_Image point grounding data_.

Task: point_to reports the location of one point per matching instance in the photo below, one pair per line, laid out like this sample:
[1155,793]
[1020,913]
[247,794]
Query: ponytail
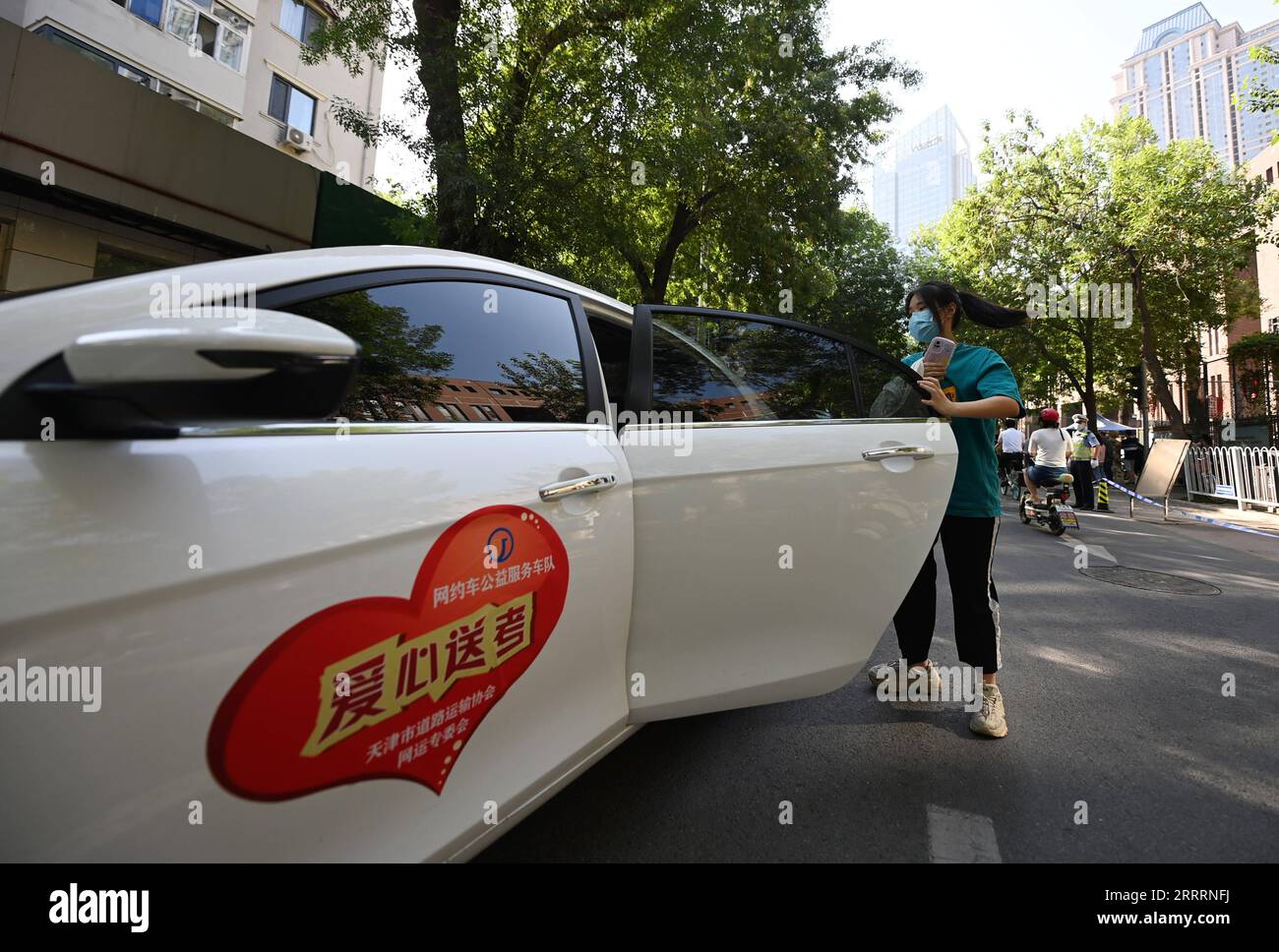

_Directions_. Give back the data exactly, with no images.

_Your solution_.
Task: point_to reports the location of one point per matching instance in the photo below, one pair per line, laid out like this sample:
[1155,793]
[1020,913]
[247,794]
Query: ponytail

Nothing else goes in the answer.